Coordinate annotation entries:
###

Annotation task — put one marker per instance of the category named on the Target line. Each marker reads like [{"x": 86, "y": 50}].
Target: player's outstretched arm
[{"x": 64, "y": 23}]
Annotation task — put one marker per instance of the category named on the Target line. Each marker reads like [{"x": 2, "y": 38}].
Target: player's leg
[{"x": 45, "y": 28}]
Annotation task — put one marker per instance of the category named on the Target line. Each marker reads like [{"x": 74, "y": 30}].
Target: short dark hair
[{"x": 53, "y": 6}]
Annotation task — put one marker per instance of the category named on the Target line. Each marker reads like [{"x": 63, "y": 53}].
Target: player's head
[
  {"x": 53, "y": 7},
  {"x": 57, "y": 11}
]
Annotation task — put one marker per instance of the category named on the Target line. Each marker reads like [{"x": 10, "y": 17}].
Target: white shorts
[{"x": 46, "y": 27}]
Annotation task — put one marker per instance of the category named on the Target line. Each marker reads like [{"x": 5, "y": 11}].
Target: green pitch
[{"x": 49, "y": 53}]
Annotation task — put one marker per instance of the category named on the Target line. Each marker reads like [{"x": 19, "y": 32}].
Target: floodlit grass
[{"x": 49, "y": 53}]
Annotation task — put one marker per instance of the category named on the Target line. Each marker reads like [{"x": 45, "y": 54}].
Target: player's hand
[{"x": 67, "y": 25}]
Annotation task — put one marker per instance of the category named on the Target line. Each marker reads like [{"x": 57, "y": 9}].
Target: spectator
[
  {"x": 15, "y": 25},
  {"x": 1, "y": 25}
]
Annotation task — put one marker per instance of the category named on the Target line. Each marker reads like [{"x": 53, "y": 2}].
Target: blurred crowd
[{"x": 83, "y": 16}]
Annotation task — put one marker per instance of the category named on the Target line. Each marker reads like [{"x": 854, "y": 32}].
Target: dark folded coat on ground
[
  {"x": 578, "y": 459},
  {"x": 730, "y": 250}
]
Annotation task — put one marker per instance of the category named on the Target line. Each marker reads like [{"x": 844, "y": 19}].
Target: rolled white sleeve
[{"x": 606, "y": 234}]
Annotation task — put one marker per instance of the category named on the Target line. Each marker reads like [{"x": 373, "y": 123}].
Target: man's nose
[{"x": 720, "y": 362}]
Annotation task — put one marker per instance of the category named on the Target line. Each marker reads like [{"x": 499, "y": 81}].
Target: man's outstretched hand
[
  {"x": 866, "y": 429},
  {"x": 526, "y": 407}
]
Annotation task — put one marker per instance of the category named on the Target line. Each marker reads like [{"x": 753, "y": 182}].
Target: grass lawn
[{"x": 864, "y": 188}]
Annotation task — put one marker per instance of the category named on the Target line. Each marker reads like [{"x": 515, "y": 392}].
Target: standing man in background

###

Task to complete: How many lines in the data above contain the string "hand", with case counting? Reply with the number alone.

Exercise output: 2